[Saved data entries]

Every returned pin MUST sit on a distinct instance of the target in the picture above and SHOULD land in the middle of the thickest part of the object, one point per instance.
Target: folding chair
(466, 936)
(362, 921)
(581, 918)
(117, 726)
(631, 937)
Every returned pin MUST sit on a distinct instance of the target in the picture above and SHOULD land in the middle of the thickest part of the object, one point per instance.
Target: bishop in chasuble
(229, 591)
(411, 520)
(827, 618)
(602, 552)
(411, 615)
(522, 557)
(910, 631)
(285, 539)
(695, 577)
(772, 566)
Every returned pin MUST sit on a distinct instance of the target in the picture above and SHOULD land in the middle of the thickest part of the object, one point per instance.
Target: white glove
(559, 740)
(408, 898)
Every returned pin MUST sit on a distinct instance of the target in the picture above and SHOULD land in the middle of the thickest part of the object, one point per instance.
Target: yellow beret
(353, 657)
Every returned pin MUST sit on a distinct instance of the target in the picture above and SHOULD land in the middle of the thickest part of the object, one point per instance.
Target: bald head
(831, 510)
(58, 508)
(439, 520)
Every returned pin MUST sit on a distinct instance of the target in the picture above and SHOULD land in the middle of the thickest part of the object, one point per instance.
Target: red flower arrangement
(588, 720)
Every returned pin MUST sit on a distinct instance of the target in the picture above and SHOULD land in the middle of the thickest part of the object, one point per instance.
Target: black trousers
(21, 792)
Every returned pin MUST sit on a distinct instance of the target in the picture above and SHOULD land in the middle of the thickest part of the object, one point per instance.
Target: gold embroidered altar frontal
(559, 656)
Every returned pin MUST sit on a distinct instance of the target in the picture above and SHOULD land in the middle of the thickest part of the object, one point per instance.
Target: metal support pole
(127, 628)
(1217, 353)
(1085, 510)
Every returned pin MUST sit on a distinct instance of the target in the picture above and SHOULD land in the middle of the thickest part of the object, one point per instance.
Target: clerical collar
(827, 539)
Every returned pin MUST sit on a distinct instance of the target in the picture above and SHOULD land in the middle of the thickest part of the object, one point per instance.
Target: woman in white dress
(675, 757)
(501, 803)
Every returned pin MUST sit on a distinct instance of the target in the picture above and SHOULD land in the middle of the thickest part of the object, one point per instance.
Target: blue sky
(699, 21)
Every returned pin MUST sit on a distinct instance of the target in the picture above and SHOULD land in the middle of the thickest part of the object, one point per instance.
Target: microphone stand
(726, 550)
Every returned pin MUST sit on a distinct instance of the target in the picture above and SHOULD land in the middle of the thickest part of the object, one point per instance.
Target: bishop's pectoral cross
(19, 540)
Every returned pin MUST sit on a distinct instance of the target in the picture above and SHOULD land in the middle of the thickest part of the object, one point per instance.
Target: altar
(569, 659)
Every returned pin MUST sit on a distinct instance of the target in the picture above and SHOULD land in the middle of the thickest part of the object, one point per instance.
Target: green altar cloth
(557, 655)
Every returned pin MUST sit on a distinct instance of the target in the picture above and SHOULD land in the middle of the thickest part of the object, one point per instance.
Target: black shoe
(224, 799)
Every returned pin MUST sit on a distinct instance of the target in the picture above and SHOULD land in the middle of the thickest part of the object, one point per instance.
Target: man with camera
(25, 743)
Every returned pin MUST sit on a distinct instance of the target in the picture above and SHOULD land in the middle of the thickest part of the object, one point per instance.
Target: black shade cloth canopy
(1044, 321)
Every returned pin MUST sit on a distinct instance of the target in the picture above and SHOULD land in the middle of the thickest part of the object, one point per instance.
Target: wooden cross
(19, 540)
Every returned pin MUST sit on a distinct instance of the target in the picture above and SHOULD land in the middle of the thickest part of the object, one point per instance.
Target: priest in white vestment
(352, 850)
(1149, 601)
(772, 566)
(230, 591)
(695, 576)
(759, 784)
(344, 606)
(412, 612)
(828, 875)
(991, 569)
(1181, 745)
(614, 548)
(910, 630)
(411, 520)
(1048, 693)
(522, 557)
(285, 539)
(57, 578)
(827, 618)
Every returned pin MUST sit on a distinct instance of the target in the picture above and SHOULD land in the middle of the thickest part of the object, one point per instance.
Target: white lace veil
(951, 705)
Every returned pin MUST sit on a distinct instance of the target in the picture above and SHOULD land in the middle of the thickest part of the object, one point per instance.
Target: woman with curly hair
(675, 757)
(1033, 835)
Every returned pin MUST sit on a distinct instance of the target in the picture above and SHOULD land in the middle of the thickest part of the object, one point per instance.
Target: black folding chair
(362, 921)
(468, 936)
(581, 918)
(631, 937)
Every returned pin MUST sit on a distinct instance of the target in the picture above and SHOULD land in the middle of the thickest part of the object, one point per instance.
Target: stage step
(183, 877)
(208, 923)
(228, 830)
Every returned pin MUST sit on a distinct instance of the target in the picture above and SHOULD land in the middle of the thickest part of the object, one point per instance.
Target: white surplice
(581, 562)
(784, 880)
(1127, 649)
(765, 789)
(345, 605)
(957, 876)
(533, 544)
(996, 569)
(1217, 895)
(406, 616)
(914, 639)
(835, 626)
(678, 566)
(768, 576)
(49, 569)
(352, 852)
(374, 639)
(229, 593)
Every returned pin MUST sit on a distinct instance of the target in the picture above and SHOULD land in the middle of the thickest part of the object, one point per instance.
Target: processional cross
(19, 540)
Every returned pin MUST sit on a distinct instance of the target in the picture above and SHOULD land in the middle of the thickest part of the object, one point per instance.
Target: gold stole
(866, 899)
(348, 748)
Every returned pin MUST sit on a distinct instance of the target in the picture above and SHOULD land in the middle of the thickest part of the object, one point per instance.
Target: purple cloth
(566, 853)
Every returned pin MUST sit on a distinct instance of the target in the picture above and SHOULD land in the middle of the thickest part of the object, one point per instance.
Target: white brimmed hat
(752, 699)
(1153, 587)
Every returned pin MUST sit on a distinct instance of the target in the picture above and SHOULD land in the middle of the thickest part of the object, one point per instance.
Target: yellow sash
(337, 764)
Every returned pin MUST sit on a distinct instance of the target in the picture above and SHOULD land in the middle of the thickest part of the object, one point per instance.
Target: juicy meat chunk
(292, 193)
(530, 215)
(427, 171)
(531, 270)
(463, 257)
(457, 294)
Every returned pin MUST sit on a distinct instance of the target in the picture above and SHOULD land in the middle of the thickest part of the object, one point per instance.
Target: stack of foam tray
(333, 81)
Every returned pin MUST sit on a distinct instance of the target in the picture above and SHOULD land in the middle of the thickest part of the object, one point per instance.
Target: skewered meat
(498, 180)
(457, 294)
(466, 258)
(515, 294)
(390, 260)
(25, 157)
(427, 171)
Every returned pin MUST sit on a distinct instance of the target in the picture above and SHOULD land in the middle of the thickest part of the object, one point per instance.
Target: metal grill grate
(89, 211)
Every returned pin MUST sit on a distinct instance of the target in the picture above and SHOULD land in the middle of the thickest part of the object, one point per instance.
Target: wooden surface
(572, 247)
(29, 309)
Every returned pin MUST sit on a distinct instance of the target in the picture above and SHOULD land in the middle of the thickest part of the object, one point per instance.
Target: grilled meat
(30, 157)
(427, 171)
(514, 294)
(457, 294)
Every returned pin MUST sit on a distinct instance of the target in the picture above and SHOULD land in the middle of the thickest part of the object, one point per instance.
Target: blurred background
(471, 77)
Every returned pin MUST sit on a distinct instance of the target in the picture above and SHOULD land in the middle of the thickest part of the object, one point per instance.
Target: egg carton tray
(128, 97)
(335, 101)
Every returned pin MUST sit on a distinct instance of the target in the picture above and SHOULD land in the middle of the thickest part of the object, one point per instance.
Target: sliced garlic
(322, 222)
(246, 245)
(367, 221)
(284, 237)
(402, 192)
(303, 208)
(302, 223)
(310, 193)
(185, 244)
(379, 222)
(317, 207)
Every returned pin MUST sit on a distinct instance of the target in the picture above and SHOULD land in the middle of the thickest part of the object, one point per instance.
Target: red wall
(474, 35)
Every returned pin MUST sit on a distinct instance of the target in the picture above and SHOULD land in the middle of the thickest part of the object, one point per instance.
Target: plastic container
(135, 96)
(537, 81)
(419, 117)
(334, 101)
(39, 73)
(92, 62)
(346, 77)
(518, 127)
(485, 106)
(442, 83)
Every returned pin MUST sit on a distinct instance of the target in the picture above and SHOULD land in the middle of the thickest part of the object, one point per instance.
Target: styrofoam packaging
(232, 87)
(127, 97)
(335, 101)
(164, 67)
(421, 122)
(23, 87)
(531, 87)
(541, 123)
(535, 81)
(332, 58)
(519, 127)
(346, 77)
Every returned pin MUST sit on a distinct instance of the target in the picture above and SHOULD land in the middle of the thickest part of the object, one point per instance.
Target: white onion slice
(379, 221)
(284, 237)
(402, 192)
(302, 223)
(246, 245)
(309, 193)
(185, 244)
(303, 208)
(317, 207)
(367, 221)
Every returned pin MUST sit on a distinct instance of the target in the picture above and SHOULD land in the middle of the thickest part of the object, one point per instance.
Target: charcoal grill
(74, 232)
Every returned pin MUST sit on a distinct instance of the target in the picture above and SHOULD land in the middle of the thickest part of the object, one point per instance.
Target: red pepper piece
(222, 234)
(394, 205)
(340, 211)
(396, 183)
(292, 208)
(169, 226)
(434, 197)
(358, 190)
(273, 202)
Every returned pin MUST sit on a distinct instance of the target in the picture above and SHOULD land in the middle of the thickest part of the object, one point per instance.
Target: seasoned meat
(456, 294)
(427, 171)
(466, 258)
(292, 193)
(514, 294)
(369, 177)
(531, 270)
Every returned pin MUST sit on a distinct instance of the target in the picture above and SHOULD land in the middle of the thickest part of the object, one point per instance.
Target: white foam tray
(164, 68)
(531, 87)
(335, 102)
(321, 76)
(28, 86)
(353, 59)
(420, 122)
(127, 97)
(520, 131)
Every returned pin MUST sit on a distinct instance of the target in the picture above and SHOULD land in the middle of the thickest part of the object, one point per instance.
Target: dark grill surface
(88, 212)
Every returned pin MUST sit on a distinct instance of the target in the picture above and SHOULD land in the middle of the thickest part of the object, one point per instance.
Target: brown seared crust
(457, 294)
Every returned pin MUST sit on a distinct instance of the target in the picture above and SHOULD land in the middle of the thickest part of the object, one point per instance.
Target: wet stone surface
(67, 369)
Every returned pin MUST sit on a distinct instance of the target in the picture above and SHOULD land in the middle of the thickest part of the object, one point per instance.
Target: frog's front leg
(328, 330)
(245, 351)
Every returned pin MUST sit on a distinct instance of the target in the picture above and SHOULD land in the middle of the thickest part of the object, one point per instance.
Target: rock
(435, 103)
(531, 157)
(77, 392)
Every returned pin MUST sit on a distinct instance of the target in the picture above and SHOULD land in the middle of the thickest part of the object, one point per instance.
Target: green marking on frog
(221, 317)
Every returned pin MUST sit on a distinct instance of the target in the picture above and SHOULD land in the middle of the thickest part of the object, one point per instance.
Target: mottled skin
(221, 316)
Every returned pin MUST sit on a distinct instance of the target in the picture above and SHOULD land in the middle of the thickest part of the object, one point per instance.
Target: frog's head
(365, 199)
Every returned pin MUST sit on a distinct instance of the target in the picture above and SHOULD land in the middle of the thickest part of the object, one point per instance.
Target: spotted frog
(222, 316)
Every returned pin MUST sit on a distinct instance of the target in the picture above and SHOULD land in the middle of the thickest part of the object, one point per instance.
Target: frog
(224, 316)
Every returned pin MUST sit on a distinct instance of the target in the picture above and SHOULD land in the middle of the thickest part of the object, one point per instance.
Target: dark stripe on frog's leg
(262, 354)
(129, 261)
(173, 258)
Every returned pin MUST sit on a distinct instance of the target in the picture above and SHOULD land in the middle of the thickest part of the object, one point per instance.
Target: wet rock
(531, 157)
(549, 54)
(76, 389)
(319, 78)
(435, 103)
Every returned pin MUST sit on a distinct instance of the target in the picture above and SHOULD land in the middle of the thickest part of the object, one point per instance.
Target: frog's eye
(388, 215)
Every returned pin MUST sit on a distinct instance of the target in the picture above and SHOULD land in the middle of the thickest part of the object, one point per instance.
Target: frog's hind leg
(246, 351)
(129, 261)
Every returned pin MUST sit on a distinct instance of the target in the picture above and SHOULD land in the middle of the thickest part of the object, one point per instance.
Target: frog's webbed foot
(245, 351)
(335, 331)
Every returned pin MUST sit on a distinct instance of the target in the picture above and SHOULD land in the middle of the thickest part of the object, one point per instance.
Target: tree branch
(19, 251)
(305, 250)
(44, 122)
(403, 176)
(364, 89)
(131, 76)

- [YOUR INSTRUCTIONS]
Return each line of the records that contains the string "white". Matching is case-sensitive.

- [TASK ANSWER]
Target: white glove
Target: woman in white dress
Target: priest in white vestment
Target: white lace veil
Target: white surplice
Target: white brimmed hat
Target: white onion slice
Target: white foam tray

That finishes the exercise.